_GIVEN PROBLEM_: Turn the rows below into a numbered list, omitting any blank lines.

::::::::::

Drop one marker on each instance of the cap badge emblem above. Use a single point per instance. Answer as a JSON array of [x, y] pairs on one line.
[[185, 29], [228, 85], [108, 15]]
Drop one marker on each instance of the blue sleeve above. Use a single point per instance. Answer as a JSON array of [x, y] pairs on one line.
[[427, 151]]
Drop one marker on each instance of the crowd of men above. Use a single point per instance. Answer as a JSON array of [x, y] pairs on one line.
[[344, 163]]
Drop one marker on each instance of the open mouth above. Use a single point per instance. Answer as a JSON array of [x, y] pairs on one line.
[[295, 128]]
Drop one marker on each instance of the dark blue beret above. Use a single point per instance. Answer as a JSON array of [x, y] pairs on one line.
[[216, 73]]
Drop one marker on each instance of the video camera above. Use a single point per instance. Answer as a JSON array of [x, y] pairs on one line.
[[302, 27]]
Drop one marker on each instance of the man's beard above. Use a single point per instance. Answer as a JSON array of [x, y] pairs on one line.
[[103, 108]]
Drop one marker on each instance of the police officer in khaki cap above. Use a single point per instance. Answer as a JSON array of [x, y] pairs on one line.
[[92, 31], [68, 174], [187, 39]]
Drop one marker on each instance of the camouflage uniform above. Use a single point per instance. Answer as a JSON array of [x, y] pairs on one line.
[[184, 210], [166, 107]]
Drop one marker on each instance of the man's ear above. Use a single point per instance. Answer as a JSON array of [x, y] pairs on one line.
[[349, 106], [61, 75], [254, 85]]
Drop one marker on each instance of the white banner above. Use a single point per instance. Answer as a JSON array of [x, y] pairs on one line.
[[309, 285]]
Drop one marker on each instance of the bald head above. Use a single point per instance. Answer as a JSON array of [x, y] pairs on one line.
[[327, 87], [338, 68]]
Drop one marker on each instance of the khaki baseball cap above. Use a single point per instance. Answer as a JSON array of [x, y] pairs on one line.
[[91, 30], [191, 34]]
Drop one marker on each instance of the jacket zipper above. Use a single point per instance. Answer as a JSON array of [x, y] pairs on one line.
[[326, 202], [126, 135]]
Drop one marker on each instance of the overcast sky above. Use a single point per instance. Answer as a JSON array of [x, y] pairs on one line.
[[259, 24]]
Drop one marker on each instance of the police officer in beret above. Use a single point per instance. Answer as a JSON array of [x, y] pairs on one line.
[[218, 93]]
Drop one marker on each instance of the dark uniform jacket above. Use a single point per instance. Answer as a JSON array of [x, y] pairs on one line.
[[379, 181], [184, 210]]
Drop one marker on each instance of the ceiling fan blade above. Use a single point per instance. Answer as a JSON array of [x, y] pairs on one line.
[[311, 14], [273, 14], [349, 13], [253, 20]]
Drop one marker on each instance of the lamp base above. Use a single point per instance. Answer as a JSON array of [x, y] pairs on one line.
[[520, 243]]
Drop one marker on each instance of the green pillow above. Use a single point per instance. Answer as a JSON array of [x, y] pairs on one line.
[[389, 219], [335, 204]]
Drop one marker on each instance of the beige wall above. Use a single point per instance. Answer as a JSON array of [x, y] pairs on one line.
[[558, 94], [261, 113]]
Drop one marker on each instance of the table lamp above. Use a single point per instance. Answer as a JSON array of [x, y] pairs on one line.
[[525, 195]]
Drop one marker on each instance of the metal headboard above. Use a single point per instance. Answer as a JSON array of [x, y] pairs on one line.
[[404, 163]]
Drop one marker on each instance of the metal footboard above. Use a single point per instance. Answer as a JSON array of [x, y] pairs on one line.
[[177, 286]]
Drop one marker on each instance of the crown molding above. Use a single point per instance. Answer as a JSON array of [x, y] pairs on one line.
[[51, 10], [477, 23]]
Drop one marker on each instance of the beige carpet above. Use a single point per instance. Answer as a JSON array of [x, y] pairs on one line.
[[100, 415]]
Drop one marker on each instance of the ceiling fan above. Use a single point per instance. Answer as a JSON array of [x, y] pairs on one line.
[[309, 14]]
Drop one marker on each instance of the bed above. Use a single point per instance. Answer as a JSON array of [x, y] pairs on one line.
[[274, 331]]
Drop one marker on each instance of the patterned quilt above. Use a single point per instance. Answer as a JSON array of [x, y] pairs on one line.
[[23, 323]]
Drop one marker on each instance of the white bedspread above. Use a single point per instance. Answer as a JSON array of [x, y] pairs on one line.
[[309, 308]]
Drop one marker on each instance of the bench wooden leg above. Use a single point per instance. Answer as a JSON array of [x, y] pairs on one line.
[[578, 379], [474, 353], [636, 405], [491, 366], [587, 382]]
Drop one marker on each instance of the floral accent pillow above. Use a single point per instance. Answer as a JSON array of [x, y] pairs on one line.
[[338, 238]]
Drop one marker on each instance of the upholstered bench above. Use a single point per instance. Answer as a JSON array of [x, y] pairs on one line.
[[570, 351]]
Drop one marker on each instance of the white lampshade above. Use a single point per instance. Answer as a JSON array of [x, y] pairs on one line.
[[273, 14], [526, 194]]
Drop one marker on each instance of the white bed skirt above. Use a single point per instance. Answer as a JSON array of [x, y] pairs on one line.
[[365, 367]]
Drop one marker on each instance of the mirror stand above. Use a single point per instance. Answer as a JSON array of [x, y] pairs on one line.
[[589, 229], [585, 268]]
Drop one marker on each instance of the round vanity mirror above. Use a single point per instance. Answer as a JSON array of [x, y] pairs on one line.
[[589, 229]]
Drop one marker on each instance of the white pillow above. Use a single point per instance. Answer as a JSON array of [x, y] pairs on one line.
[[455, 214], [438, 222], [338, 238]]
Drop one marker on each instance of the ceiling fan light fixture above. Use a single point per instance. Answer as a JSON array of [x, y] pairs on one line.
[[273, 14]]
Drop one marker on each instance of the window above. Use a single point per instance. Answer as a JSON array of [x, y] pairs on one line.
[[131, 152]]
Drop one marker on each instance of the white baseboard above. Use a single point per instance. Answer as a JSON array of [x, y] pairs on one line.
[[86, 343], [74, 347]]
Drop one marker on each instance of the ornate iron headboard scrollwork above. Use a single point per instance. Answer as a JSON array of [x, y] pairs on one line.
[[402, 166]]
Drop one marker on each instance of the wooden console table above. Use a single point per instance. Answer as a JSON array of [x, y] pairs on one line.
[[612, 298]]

::::::::::

_RESULT_:
1. Drop one marker on each instance of the cap badge emblem above. Use a single point per instance. Answer as a JSON array of [x, y] pairs on one line.
2. [[185, 29], [228, 85], [108, 15]]
3. Drop one marker on each instance of the blue sleeve above. Use a single point per instance. Answer as a JSON array of [x, y] pairs on one line.
4. [[427, 151]]
5. Drop one marker on each instance of the crowd of men above. Use a single point per instance. Answer as a JSON array of [x, y] pairs on one line.
6. [[344, 163]]
7. Drop one marker on each instance of the open mouth above. Use a single point per instance. Answer as a JSON array of [x, y] pairs on one line.
8. [[295, 128]]
9. Drop one marker on each instance of the dark blue beret above. Use a single point per instance. Answer as a JSON array of [x, y] pairs on one line.
10. [[216, 73]]
11. Drop one marker on each instance of the video camera above. Use a single point per instance. Answer as a JSON array of [x, y] pairs on one line.
12. [[302, 27]]
13. Drop one marker on each instance of the man's beard above. Use a single point per instance. Answer as a JSON array of [x, y] pairs on one line.
14. [[103, 108]]
15. Drop one marker on each instance of the police officer in khaki cap above. Use a single point per instance. Answer as a JSON array of [x, y] pairs on one line.
16. [[92, 31], [68, 174], [187, 39]]
17. Drop one marker on each instance of the camouflage uniform above. Use a single point per instance. Answer as a JSON array of [x, y] pairs on one line.
18. [[184, 210], [166, 107]]
19. Drop one marker on each instance of the man's ear above. Use a single point per instance. Answer as a JSON array of [x, y] pairs on one line.
20. [[349, 106], [61, 75], [254, 85]]
21. Drop one marker on each instance of the white banner above. Use a single point per instance. Answer as a JSON array of [x, y] pairs on one line.
22. [[309, 285]]
23. Drop one marker on each instance of the bald head above. Use a single point per instance. Answer as a JSON array of [x, y] pairs on one line.
24. [[327, 87], [338, 68]]
25. Drop one marker on each instance of the khaki baseball cap above. Use a single point per instance. Answer as a JSON array of [x, y] pairs on one line.
26. [[91, 30], [191, 34]]
27. Drop one marker on each instance of the jacket zipper above. Use a single point per instance. Answer as a JSON array of [x, y] pairs on one line.
28. [[326, 202], [126, 135]]
29. Drop one marker on each instance of the overcast sky above. Use a single point per instance. Answer as a JSON array of [x, y] pairs on one line.
30. [[259, 24]]
31. Drop one marker on each instance of the police officer in beret above. Use a single point per instance. Answer as a JSON array of [x, y] pairs on one line.
32. [[218, 93]]
33. Drop one marker on each instance of the dark uniform jacket above. Use a single point per instance. Answer as a JSON array of [x, y] pairs on one line.
34. [[379, 181], [184, 210]]
35. Drop one marker on each instance of the ceiling fan blade above. Use a single point per instance. Answer as a JSON array of [x, y] pairs on one line.
36. [[311, 14], [273, 14], [349, 13], [253, 20]]
37. Drop one marker on each instance of the lamp base above. Use a single point per instance. Answer as a JSON array of [x, y] pairs on one line.
38. [[520, 243]]
39. Drop one marker on each instance of the green pillow above. Use a single point per instance. Answer as a JSON array of [x, y] pairs on one line.
40. [[389, 219], [335, 204]]
41. Drop one marker on each instance of the beige wall above. Use a single point per instance. Answer as a JSON array of [x, y] pairs on one line.
42. [[558, 94], [261, 113]]
43. Drop one marker on each instance of the table lamp above. Use a single point per instance. Answer as a JSON array of [x, y] pairs on one line.
44. [[525, 195]]
45. Drop one marker on each instance of the metal headboard above. Use a single point per instance. Answer as a JSON array of [x, y] pairs on one line.
46. [[404, 163]]
47. Drop one marker on each instance of the metal footboard above. Use a single point per instance. Answer as a JSON array of [x, y] pairs on one line.
48. [[177, 286]]
49. Drop one marker on each instance of the crown molding above. Use a single point per instance. Answer as a JSON array of [x, y] pairs on one line.
50. [[51, 10], [477, 23]]
51. Drop one marker on each instance of the beige carpet above. Use a single point per instance. Answer as a JSON array of [x, y] pairs on one line.
52. [[100, 415]]
53. Drop one marker on each instance of the ceiling fan above. Use a single point per instance. Answer as a JSON array of [x, y] pairs on one line.
54. [[309, 14]]
55. Drop one marker on each instance of the bed above. Use a single point per instance. Answer as a JSON array of [x, y] pairs on one line.
56. [[274, 331]]
57. Drop one marker on each instance of the patterned quilt above. Use a single point per instance. Answer as a JSON array of [x, y] pairs on one line.
58. [[23, 323]]
59. Drop one marker on each instance of the white bedspread above. Use a single point per instance. Answer as a JSON array of [x, y] pairs on one line.
60. [[309, 308]]
61. Drop one marker on each instance of the bench wooden leg above. Use a single point per instance. Answer as a JSON array of [x, y] pairs on one line.
62. [[578, 379], [474, 353], [636, 405], [491, 366], [587, 382]]
63. Drop one marker on each instance of the floral accent pillow above. Use a single point per instance. Answer as a JSON array of [x, y] pairs on one line.
64. [[338, 238]]
65. Drop one marker on each instance of the upholstered bench above. Use a single point per instance. Answer as a JSON array of [x, y] pairs on one line.
66. [[570, 351]]
67. Drop one marker on each instance of the white lampshade above. Use a single point per instance. Answer as a JSON array of [x, y] pairs on one line.
68. [[273, 14], [526, 194]]
69. Drop one marker on each instance of the white bed skirt above. Use a single point per instance. Answer as a JSON array of [x, y] pairs on one line.
70. [[365, 367]]
71. Drop one marker on each instance of the mirror stand above. Use a single point per instance. Answer as a JSON array of [x, y] pairs on one line.
72. [[589, 229], [585, 268]]
73. Drop one marker on each instance of the round vanity mirror above. Use a single point per instance. Answer as a JSON array of [x, y] pairs on one line.
74. [[589, 229]]
75. Drop one marker on each instance of the white pillow above. Use a single point per instance. Answer as a JSON array of [x, y] pairs on one line.
76. [[455, 214], [438, 222], [338, 238]]
77. Drop one marker on each instance of the ceiling fan light fixture above. Use a single point per instance. Answer as a JSON array of [x, y] pairs on one line.
78. [[273, 14]]
79. Drop one marker on each instance of the window above. Use a single point per instance. Answer as a JSON array of [x, y] pairs on one line.
80. [[131, 152]]
81. Drop one marker on each instance of the white baseboard above. Use a single point per instance. Answer as a JSON array of [x, y] pairs on one line.
82. [[86, 343], [74, 347]]
83. Drop one marker on each instance of the ornate iron headboard scrollwork above. Use a single point per instance. Answer as a JSON array of [x, y] pairs on one line.
84. [[402, 166]]
85. Drop one marker on each instance of the wooden console table above. Use a single point per instance. Answer as a JSON array of [x, y] pairs on one line.
86. [[612, 298]]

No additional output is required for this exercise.